[設定課題]
**1.** 債権者代位権に関する本文抜粋で、代位行使が認められないとされている債務者の権利は何か答えよ。
**2.** 債権者代位権に関する本文抜粋を、最後の文の後から書き継げ。

[本文抜粋]
········

2001年10月4日
名古屋大学大学院法学研究科教授 加賀山 茂
第423条〔債権者代位権〕
(1)債権者ハ自己ノ債権ヲ保全スル為メ其債務者ニ属スル権利ヲ行フコトヲ得但債務者ノ一身ニ専属スル権利ハ此限ニ在ラス
(2)債権者ハ其債権ノ期限カ到来セサル間ハ裁判上ノ代位ニ依ルニ非サレハ前項ノ権利ヲ行フコトヲ得ス但保存行為ハ此限ニ在ラス
債権者代位権は,債権者が,自己の債権を保全するために,債務者に属する権利を債務者に代わって行使することのできる制度である(民法423条1項本文)。
本来,債務者が自己の財産をどのように管理するかは債務者の自由であるが,資力が悪化した債務者は往々にして債権回収に不熱心となる。そこで,債務者の無資力を要件として債権者が債務者の権利を代位行使することが認めらているのである。ただし,債務者の一身専属権の代位行使はみとめられない(民法423条1項但書)。

········

[抽出データ]
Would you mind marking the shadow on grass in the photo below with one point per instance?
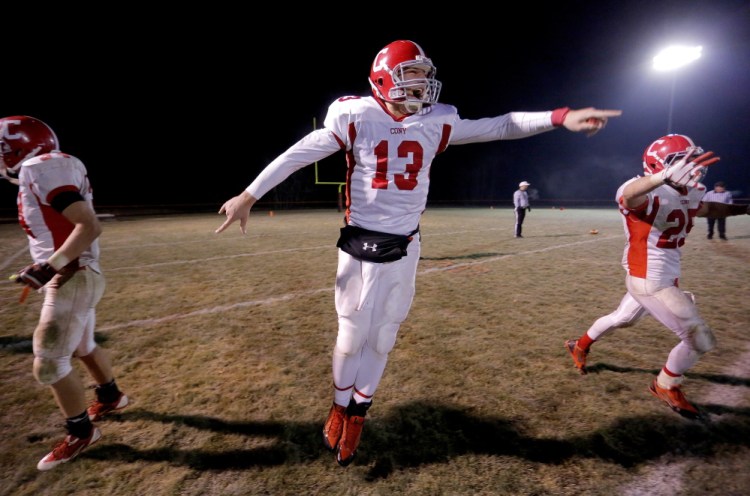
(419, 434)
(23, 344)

········

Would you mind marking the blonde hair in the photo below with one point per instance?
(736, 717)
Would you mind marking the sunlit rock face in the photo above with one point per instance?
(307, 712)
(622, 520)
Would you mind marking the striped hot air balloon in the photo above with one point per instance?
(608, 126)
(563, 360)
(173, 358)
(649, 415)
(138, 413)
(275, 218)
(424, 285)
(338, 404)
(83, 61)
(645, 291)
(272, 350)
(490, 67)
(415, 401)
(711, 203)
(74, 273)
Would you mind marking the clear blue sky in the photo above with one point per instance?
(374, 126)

········

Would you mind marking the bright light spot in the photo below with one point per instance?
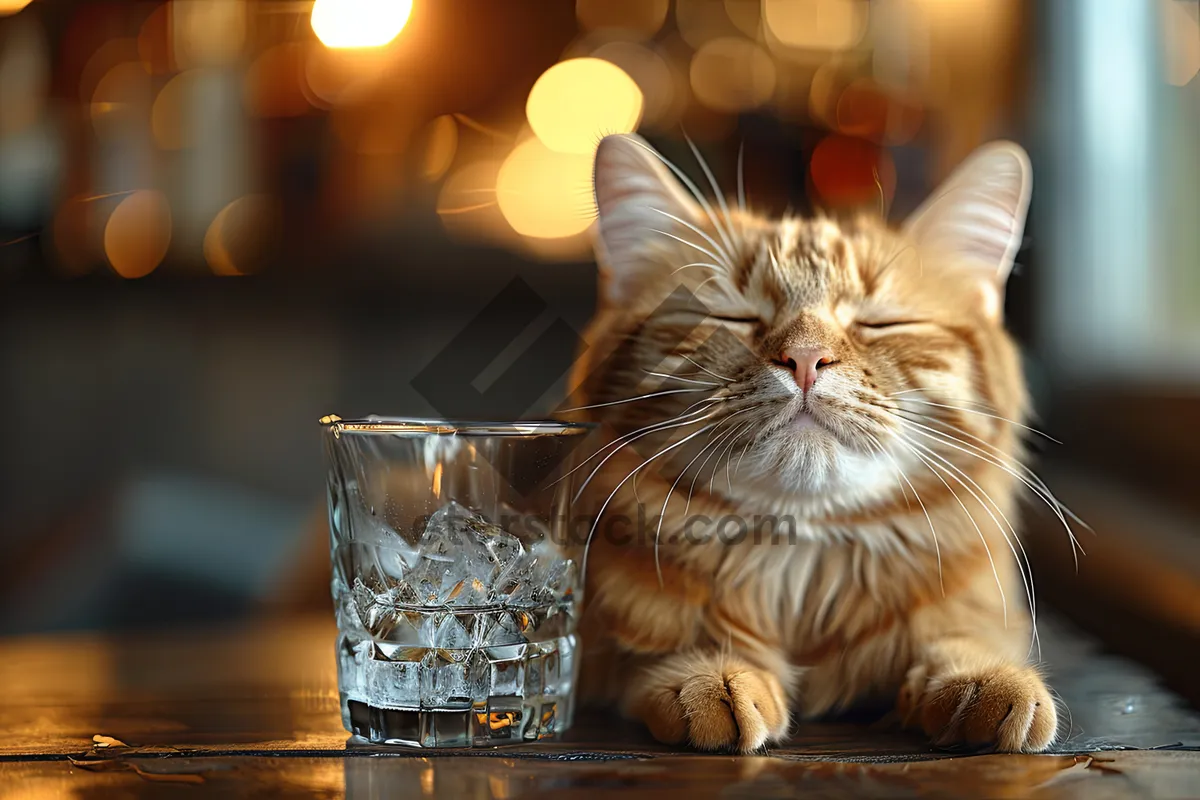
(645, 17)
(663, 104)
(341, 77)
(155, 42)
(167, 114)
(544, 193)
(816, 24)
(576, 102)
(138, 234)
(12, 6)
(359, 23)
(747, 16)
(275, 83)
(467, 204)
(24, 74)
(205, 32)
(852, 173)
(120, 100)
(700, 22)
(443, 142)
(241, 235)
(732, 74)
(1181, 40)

········

[解答]
**1.** 債務者の一身専属権。

**2.**
債権者代位権の特色は,強制執行手続きとは異なり,債務者に対する債務名義(民事執行法22条)なしに第三債務者に対して,裁判外の請求,または,訴えを提起できる点にある。もっとも,債権者の債権の弁済期が到来しない間は,保存行為を除いて,裁判上の請求しかなしえない(民法423条2項)。
債権者代位権とは,債務者がその財産権を行使しない場合に、債権者がその債権を保全するために債務者に代わってその権利を行使して、債務者の責任財産の維持・充実を図る制度である(民法423条)。この制度の起源は,フランスの間接訴権(action oblique)に求められる。間接訴権(action oblique)は,強制執行,特に,債権差押え制度が不備であったフランスにおいて,それを補うために発達した制度である。
債権者代位権の特色は,以下のとおりである。以下の説明においては,債権者をA,債務者をB,第三債務者をCと呼ぶことにする。
Aは,BのCに対する金銭債権をBに代わって行使するものであり,そのようなことが可能であるのは,Bが無資力の時に限る(大判明39・11・21民録12巻1537頁。ただし,後に述べる債権者代位権の転用の場合は,無資力要件は不要とされる)。
Aは,BのCに対する債権を差し押える場合とは異なり,Bに対する確定判決を要せず,いきなり,Cを訴えることができる。
AのBに対する債権の範囲,および,BのCに対する債権の範囲の両者によって二重に制約される。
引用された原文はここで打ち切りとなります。